### Текст
____
Posted 12 мая 2011,, 20:00

Published 12 мая 2011,, 20:00

Modified 8 марта, 06:26

Updated 8 марта, 06:26

Ожидающий сына поэт

Ожидающий сына поэт

12 мая 2011, 20:00
Арсений Тарковский (1907, Елисаветград – 1989, Москва)

В 1962 году в Малом зале ЦДЛ Арсений Тарковский представил свою первую книгу. Было ему тогда 55 лет. Для профессионального поэта случай редчайший. Да и публика, надо сказать, собралась редчайшая – еще более элитарная, чем консерваторская: сплошь интеллигентные лица. Хотя зал был переполнен, никто не толкался, не употреблял локтей, как в окружении старинного фарфора, когда непоправимым может оказаться любое неосторожное движение. Вспоминаю несколько церемонного Сергея Шервинского, чьи переводы Валерий Брюсов включил в антологию армянской поэзии еще до революции. Много было женщин, которых язык не повернулся бы назвать бывшими красавицами, потому что они ими оставались, несмотря на возраст и непринадлежность к стандартам красоты, как Мария Петровых.

Тарковский читал стихи, сидя за столом, и тоже был необыкновенно красив тем неувяданием, которое создают благородные морщины. Его лицо было почти неподвижным, но настолько выразительным, что еле заметной мимики было достаточно, чтобы почувствовать: оно живет этими стихами, интонируемыми с воздушной деликатностью. У меня не случилось загипнотизированности гением, как при первом очаровательно неловком и по-своему артистичном чтении Бориса Пастернака. Тарковский брал другим. От него исходило ощущение изысканности и душевной чистоты без какой-либо надменно завышенной самооценки. А сохранить себя в таком достоинстве после всех перепадов жизни удается немногим.
____
### Данные

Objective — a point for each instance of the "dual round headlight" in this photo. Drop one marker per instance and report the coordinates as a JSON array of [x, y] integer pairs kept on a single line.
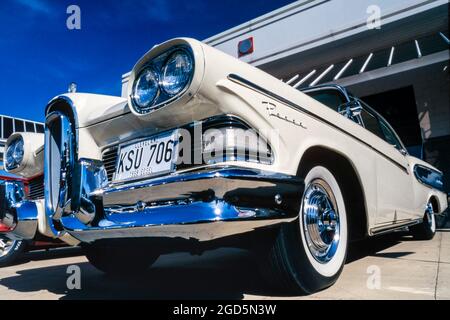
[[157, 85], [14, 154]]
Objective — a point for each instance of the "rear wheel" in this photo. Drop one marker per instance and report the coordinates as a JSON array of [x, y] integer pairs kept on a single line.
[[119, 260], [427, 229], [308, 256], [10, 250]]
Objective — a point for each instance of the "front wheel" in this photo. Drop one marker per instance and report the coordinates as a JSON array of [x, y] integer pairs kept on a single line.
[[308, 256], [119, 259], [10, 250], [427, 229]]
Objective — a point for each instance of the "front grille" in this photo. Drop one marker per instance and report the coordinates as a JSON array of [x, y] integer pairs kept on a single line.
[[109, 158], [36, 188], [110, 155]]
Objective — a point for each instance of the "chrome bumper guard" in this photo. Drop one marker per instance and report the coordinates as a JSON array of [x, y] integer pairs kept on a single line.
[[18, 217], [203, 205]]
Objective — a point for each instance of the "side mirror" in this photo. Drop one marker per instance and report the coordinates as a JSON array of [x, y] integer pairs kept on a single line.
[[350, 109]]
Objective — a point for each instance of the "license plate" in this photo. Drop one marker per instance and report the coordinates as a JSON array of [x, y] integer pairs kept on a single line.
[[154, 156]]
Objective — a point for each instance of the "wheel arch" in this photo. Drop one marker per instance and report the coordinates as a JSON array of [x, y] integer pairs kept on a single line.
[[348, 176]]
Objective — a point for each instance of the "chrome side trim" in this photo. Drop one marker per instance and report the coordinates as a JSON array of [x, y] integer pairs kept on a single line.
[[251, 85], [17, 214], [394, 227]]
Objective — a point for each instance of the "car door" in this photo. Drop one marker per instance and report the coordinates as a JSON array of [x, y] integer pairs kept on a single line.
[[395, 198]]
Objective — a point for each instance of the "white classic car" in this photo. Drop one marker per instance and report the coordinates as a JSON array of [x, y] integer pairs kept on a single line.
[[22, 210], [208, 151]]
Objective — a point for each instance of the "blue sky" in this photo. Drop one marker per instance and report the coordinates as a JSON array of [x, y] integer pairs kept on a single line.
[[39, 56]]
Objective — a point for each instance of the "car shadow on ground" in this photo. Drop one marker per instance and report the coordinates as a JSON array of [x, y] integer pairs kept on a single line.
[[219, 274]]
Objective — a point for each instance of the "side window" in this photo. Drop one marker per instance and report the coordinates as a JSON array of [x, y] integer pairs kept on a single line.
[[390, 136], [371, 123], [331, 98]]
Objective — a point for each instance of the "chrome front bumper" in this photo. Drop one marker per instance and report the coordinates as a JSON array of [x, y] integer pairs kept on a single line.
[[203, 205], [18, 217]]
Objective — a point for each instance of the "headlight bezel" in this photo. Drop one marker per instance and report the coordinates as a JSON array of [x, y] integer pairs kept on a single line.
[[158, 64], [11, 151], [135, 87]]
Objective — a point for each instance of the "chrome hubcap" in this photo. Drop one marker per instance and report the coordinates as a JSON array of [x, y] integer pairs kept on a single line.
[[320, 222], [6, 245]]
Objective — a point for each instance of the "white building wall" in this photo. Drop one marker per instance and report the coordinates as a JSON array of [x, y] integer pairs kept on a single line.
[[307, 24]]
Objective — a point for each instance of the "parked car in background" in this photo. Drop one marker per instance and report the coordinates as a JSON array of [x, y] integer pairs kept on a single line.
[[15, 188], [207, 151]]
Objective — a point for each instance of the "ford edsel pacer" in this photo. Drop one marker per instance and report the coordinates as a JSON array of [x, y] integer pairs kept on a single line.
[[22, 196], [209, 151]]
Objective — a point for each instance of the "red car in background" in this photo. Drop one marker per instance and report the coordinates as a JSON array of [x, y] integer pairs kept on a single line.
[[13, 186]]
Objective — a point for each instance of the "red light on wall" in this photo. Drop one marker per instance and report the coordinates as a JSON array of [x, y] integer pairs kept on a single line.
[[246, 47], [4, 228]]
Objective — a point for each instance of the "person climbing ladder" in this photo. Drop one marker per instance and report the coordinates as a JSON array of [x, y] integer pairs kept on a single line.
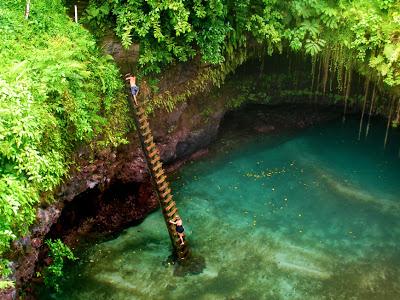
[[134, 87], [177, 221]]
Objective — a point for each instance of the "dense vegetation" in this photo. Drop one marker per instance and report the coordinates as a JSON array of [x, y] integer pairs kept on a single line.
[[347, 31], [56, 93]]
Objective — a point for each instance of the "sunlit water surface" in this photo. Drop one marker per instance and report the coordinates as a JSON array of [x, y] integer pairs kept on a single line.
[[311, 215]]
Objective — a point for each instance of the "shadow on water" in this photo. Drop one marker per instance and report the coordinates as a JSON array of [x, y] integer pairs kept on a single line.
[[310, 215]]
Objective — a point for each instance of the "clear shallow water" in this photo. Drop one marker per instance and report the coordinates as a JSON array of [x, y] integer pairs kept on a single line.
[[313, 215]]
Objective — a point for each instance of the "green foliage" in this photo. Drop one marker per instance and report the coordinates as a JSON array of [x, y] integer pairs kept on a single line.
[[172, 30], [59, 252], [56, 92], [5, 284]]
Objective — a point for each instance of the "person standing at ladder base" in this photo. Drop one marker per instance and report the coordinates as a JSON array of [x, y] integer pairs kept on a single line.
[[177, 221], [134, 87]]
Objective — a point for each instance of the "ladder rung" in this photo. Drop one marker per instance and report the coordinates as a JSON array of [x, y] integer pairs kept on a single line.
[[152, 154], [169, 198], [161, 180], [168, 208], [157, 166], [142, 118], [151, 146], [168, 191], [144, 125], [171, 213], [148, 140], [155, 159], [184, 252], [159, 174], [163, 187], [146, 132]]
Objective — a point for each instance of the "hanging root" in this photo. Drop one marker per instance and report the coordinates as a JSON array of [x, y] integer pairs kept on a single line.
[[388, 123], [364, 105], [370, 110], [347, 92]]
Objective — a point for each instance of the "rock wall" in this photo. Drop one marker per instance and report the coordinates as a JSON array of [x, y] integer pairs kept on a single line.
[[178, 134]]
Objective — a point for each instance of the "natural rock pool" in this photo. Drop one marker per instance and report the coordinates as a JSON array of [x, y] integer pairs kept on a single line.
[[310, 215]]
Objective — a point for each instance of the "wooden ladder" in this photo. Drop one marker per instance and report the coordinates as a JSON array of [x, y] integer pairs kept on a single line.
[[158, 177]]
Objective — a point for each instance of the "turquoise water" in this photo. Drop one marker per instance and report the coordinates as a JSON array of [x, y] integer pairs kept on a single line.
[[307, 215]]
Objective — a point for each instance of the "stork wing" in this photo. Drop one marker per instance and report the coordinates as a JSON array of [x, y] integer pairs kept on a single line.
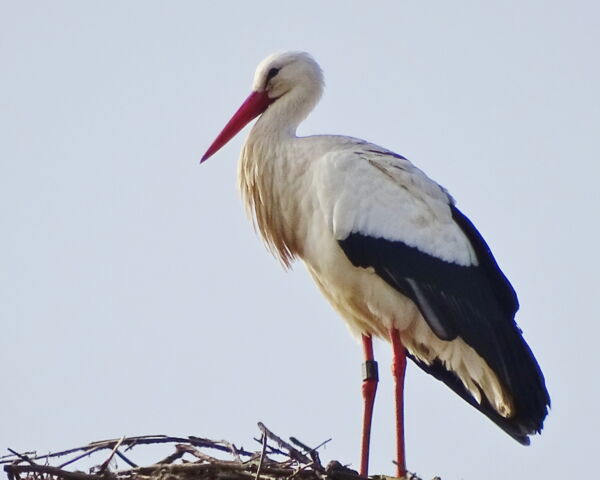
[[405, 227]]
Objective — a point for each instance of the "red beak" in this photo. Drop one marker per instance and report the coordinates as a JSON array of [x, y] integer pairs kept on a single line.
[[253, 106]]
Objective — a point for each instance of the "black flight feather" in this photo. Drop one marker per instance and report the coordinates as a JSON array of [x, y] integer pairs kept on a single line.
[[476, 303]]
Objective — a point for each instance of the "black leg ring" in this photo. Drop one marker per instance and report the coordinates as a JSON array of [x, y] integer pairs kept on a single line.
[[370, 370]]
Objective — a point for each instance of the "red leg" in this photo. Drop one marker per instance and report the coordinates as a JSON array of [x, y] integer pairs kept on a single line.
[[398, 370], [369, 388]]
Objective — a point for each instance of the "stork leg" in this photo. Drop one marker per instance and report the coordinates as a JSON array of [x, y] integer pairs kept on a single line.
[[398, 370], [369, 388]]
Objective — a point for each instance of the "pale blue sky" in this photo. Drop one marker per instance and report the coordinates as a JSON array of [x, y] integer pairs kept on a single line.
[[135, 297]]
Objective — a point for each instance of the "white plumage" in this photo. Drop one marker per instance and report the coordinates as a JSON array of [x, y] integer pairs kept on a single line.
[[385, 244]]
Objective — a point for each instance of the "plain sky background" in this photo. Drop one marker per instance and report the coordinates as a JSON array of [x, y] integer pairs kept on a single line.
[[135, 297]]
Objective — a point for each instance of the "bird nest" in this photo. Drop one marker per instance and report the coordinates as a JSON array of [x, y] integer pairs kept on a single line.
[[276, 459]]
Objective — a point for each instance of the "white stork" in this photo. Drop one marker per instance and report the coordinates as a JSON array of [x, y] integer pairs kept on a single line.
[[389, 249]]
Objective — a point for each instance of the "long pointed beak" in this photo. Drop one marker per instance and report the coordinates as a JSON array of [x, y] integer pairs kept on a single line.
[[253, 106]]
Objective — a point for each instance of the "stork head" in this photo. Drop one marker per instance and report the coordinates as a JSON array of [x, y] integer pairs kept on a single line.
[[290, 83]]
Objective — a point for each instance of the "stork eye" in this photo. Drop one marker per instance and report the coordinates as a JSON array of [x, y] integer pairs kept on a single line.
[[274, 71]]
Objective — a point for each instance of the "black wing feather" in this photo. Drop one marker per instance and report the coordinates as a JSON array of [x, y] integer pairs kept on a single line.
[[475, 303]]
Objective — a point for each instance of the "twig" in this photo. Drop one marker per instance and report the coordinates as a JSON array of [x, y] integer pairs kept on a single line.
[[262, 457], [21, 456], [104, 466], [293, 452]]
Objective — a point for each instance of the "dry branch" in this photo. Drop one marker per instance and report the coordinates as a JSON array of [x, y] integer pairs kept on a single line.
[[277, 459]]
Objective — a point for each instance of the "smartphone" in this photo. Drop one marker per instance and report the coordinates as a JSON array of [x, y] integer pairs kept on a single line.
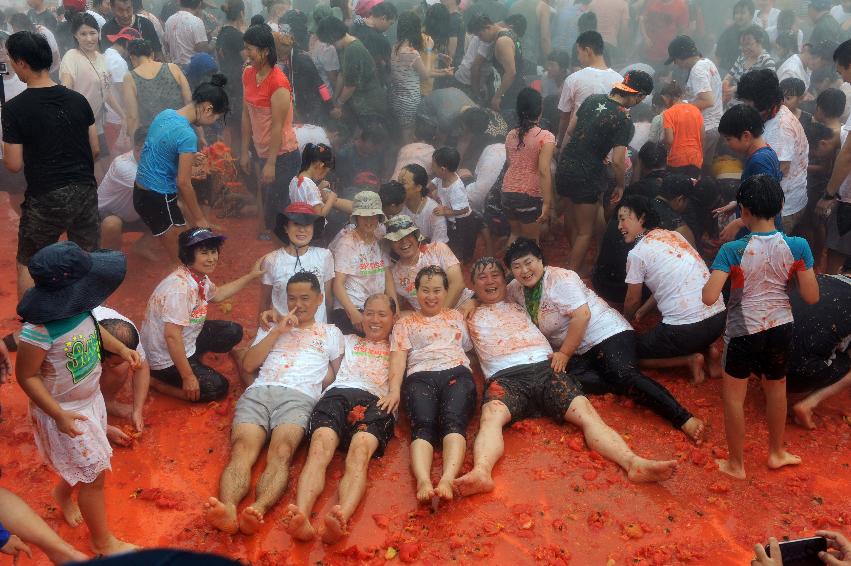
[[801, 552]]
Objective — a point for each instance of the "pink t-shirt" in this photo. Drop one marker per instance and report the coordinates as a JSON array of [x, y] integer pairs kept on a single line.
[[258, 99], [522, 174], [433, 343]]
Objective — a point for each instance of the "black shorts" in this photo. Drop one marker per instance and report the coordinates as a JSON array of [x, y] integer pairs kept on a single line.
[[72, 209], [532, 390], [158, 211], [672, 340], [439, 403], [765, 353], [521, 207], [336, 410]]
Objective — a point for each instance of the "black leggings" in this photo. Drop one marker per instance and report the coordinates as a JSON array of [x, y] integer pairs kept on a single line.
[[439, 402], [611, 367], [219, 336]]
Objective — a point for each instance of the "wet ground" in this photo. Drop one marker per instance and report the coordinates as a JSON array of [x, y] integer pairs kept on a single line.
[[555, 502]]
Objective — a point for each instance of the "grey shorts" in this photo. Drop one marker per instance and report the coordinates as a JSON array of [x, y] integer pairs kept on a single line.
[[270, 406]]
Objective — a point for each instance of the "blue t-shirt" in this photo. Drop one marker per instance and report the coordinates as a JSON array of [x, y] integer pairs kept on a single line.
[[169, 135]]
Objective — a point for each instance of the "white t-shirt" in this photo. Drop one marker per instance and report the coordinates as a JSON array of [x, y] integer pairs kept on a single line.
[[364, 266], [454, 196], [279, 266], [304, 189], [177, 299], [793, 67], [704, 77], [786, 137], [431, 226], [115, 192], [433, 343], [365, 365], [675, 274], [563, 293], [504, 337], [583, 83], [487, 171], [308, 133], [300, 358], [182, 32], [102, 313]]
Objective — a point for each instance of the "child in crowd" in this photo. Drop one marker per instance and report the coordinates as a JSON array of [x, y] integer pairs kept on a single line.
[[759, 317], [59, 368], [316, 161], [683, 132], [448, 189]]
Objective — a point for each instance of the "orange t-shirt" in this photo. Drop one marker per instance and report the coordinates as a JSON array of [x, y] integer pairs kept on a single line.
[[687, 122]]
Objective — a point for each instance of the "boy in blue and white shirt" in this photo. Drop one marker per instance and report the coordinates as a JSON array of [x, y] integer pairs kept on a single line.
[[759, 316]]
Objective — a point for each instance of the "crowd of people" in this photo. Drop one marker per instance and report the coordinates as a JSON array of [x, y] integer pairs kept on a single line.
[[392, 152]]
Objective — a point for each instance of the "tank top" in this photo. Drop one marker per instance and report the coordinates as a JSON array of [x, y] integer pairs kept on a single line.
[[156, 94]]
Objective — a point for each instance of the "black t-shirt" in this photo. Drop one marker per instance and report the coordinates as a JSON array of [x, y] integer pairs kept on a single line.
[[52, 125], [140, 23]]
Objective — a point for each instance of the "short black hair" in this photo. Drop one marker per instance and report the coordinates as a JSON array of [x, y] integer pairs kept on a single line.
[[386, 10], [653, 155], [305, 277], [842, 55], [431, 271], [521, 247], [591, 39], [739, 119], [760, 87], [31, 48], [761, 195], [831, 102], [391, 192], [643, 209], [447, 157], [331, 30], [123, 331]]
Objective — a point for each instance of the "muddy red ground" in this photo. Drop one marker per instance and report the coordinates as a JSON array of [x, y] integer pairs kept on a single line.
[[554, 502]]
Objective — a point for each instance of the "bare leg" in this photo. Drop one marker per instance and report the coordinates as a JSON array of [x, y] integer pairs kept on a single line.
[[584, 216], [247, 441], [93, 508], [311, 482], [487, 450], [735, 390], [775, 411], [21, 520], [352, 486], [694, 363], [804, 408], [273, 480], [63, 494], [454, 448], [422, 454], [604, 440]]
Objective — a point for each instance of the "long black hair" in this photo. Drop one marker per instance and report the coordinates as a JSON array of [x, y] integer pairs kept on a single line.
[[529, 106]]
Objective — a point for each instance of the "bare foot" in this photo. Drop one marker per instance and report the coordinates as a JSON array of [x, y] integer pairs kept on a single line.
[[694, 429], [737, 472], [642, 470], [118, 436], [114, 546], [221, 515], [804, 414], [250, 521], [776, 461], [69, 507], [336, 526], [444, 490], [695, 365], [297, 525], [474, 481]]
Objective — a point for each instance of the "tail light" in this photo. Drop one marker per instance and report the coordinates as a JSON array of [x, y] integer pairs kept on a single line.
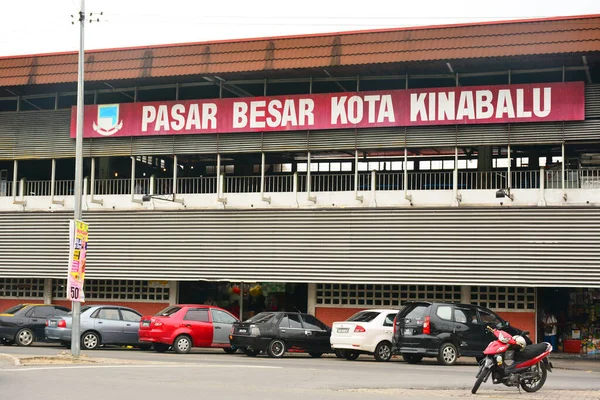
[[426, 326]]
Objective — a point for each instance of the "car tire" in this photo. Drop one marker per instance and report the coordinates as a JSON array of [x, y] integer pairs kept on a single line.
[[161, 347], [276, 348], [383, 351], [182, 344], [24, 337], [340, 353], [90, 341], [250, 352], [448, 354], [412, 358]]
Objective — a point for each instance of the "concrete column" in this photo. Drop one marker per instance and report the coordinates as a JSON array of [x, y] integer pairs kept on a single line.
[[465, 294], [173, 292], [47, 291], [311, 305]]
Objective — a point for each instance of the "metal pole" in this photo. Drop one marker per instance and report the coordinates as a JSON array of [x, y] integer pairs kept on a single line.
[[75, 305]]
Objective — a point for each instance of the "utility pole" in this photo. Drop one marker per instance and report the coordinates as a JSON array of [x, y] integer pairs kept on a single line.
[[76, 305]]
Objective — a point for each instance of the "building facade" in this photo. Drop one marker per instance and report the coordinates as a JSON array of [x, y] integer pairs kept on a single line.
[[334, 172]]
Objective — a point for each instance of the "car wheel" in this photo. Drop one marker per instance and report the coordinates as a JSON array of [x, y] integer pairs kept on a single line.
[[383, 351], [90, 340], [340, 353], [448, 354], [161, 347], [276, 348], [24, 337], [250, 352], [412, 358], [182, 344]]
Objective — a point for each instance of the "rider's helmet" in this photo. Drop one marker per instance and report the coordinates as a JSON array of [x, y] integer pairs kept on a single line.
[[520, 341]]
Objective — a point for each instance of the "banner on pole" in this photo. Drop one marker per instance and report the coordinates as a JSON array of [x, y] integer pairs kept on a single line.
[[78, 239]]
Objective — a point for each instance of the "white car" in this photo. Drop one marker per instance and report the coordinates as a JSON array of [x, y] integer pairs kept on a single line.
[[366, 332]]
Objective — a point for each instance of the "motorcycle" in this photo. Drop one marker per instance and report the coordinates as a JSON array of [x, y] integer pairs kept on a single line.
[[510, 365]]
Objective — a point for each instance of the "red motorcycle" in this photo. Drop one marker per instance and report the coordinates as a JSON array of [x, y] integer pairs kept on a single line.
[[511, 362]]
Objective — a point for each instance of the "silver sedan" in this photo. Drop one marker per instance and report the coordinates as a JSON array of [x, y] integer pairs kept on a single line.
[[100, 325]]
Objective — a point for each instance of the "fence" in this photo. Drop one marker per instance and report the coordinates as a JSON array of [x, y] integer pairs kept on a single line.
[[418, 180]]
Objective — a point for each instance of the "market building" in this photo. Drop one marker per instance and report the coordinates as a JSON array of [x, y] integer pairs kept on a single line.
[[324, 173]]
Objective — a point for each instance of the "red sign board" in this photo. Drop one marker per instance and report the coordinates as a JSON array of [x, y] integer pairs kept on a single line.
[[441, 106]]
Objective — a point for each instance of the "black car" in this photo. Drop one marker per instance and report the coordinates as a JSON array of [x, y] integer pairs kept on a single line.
____
### Задание
Пожалуйста, определите, соответствует ли каждое утверждение тексту, ответив «да» или «нет» и дословно приведя решающие слова текста.
1. Свою первую книгу Тарковский представил в 1962 году, когда ему было 55 лет.
2. Тарковский читал стихи стоя.
3. В переполненном зале зрители толкались.
Данные представляют собой отдельный материал, не связанный с текстом.

### Ответ
1. Да: «В 1962 году в Малом зале ЦДЛ Арсений Тарковский представил свою первую книгу. Было ему тогда 55 лет».
2. Нет: «Тарковский читал стихи, сидя за столом».
3. Нет: «Хотя зал был переполнен, никто не толкался».